WRITTEN REQUEST:
Number the lines below in a list, from the line containing "Pick-planner input: for every instance of the wooden" through the line containing "point(163, 182)". Include only those lines and skip any blank ones.

MATERIAL PROVIDED:
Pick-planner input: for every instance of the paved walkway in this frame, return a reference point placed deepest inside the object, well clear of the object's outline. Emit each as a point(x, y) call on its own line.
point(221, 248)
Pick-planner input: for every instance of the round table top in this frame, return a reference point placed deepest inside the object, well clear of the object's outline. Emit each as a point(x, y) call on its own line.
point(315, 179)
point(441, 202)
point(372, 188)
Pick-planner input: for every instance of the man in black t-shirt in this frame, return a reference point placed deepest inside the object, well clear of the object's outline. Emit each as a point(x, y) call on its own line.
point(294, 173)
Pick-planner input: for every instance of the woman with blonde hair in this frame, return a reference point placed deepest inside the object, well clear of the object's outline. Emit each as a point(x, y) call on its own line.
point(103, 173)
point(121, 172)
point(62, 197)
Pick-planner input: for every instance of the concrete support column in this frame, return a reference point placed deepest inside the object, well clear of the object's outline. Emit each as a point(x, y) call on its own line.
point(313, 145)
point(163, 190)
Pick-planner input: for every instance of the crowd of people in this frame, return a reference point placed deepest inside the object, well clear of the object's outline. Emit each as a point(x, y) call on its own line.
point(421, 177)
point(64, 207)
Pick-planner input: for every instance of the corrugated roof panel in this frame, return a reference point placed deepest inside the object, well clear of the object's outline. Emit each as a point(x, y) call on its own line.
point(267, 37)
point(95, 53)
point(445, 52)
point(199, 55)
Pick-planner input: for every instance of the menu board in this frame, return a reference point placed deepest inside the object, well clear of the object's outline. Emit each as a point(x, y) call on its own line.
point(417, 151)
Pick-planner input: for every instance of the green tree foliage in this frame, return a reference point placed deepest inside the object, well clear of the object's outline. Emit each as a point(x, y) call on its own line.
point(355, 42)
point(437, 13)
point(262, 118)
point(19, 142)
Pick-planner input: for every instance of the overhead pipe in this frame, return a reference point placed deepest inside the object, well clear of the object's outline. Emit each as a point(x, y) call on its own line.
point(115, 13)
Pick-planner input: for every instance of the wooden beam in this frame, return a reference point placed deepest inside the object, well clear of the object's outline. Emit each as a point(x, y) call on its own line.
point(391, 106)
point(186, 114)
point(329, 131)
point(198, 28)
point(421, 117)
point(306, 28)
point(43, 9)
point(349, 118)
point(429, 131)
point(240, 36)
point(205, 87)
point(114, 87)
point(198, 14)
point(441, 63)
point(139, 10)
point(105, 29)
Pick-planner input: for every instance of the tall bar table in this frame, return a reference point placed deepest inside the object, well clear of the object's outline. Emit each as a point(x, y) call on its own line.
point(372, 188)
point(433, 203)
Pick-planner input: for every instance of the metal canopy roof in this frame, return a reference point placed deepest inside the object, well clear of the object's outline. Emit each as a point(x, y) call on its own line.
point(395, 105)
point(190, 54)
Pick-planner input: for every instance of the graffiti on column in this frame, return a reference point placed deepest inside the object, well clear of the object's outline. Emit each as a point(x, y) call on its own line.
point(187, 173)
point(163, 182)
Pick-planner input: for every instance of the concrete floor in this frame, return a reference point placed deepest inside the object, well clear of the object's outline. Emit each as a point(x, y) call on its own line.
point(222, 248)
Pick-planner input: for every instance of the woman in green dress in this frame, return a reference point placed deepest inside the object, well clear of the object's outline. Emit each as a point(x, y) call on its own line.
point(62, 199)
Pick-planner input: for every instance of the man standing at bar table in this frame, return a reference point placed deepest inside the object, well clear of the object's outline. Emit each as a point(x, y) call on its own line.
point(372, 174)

RESULT OF THIS EXERCISE:
1. Pick-planner input: for every instance of the wooden beam in this frame, return a reference point placed deepest inside the object, well clear of the object's outline. Emit each as a point(x, y) call on its own line.
2. point(391, 106)
3. point(186, 114)
4. point(329, 131)
5. point(198, 28)
6. point(421, 117)
7. point(306, 28)
8. point(43, 9)
9. point(349, 118)
10. point(429, 131)
11. point(240, 36)
12. point(205, 87)
13. point(114, 87)
14. point(198, 14)
15. point(441, 63)
16. point(139, 10)
17. point(105, 29)
18. Pick-planner input: for every instance of the tall bar table in this frame, return a reference point placed deepest inside the object, well clear of the object's outline. Emit each as a point(x, y) call on its own line.
19. point(372, 188)
20. point(433, 203)
21. Pick-planner input: for every instance of the metal canopy roof in this frame, return a reference point placed deepest inside the object, well clear of the object's outline. Emit each as a point(x, y) call on its own line.
22. point(395, 105)
23. point(190, 54)
24. Pick-planner input: for every instance of the graffiti on column in this frame, return a reference point placed deepest inside the object, well clear of the object's outline. Emit each as a point(x, y) call on its own line.
25. point(187, 173)
26. point(163, 182)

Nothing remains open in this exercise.